◆ **Exercise details**
A single number is the answer: the count of lines in these records with "moss" in them.

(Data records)
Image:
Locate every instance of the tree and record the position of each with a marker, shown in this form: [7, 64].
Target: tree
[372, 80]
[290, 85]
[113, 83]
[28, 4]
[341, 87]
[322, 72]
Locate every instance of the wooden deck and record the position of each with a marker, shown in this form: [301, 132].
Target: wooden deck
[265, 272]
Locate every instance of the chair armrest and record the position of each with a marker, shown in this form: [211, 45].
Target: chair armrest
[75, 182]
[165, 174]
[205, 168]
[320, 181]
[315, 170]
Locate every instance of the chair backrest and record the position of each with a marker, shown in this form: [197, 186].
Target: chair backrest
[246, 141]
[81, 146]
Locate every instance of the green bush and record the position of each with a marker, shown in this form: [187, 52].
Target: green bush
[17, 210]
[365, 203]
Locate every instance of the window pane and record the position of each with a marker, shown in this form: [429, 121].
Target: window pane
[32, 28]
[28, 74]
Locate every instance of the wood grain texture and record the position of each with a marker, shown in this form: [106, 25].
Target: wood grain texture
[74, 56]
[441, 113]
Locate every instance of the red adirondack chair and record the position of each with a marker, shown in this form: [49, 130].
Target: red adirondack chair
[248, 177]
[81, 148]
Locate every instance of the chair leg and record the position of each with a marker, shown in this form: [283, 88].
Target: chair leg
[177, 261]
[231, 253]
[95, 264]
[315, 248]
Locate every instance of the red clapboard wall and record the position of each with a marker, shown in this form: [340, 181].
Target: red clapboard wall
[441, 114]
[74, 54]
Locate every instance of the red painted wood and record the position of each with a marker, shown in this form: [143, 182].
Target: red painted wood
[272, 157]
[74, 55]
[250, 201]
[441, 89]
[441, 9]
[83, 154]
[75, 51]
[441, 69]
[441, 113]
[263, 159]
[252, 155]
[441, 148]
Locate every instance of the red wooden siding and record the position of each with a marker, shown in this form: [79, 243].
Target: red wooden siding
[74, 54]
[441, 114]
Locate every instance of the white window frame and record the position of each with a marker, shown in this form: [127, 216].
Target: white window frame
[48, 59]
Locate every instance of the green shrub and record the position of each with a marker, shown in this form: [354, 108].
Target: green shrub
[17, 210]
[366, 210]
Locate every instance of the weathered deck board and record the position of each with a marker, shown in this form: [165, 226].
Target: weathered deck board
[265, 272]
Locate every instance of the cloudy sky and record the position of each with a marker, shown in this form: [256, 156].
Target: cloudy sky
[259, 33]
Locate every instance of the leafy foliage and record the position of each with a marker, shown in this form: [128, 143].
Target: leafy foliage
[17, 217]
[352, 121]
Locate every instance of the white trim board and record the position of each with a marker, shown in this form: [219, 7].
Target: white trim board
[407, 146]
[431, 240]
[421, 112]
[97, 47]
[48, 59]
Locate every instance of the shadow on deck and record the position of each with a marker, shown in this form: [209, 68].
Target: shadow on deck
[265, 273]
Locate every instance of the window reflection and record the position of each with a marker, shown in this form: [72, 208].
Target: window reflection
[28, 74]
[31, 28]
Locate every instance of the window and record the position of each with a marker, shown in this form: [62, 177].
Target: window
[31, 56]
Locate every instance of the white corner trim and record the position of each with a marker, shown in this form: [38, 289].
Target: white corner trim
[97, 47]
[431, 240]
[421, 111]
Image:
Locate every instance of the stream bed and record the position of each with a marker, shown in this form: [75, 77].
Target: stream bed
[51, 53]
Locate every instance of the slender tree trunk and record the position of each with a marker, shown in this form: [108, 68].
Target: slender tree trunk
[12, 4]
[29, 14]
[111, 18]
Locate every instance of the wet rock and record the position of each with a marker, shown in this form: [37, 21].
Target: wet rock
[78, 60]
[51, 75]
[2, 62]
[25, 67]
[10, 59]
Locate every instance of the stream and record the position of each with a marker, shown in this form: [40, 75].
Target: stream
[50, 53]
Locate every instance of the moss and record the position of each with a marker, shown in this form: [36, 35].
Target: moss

◆ **Result for this exercise**
2